(Given request)
Starting with the line that contains "reads [[81, 312]].", write out each line through the end of the listing, unchanged. Output nothing else.

Raw records:

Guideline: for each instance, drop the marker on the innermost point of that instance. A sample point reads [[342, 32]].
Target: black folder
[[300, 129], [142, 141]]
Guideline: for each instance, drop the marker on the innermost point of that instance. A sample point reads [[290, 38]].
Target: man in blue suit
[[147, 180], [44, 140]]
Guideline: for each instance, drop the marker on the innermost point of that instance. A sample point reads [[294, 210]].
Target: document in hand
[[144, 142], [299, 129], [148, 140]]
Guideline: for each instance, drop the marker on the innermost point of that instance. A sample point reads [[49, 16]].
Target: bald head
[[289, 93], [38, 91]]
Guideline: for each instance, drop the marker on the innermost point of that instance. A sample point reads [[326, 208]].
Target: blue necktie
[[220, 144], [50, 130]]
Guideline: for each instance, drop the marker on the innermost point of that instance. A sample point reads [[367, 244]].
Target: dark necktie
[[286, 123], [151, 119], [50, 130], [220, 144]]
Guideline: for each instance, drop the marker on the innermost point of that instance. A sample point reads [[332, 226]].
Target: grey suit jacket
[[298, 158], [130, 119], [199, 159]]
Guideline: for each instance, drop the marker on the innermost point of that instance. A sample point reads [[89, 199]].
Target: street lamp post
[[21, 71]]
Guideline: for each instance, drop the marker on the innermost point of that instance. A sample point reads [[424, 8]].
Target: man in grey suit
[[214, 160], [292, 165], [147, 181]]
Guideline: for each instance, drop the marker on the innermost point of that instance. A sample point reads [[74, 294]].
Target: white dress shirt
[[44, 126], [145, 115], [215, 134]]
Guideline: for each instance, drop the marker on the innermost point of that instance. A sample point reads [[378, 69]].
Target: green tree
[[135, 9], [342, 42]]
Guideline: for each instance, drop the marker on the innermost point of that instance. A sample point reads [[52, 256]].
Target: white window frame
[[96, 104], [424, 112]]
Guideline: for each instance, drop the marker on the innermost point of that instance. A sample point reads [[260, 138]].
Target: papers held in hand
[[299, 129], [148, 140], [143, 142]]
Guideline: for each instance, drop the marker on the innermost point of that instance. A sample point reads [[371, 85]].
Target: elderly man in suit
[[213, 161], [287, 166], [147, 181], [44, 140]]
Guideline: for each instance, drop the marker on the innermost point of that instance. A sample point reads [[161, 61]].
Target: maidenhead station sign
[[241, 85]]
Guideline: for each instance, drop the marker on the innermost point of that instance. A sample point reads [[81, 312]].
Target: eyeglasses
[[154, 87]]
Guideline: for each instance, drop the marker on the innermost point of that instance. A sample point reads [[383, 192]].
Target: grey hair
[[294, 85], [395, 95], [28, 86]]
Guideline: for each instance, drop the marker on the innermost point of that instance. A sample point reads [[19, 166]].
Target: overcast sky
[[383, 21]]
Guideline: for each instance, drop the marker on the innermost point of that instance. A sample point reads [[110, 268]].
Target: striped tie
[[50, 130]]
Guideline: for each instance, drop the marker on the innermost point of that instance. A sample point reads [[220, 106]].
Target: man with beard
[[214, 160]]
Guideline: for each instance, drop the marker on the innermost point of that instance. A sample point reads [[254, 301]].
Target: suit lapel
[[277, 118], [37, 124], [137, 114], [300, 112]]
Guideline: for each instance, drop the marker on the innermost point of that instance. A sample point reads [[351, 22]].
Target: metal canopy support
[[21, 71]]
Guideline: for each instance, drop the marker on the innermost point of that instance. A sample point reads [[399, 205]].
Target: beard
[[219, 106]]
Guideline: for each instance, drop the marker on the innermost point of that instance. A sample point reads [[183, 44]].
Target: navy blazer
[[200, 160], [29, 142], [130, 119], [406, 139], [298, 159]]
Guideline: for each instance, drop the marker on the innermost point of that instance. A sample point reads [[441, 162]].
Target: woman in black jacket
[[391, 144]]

(Problem solution)
Guideline: for each instance, drop the marker on the innermost point of that instance. A sample point reads [[81, 312]].
Target: eyeglasses
[[154, 87]]
Guideline: for each instance, drop the marker on the innermost point of that instance. A sample point reads [[383, 192]].
Target: grey hair
[[294, 85], [395, 95], [28, 86]]
Guideline: for each instance, drop the marker on the innermost point of that instance. A sample point reads [[19, 166]].
Target: overcast sky
[[383, 21]]
Guideline: for each instance, drop the marker on the innermost point of that instance. A sample point reads [[110, 268]].
Target: striped tie
[[50, 130]]
Guideline: for each instance, drop the marker on the innermost point of that instance. A sample point reads [[220, 106]].
Target: man with beard
[[214, 160]]
Guideline: for each instance, drop the marker on the innermost point of that instance. A sample point reads [[254, 301]].
Target: suit lapel
[[277, 118], [37, 124], [137, 114], [300, 112]]
Guideline: for each instance, drop the marker on the innermost point of that instance. A sample point reads [[351, 22]].
Target: metal canopy support
[[21, 71]]
Guideline: for each instance, drop the marker on the innermost point of that instance. A sample point reads [[399, 205]].
Target: beard
[[219, 106]]
Guideline: for each instance, drop the marker on the innermost point of that instance. A sample point reads [[183, 44]].
Target: navy blazer
[[200, 160], [29, 142], [130, 119], [406, 139], [298, 159]]
Guideline: for each instance, drop the marker on the innermost point of that instance. A sample point reads [[441, 162]].
Target: woman in black jacket
[[391, 144]]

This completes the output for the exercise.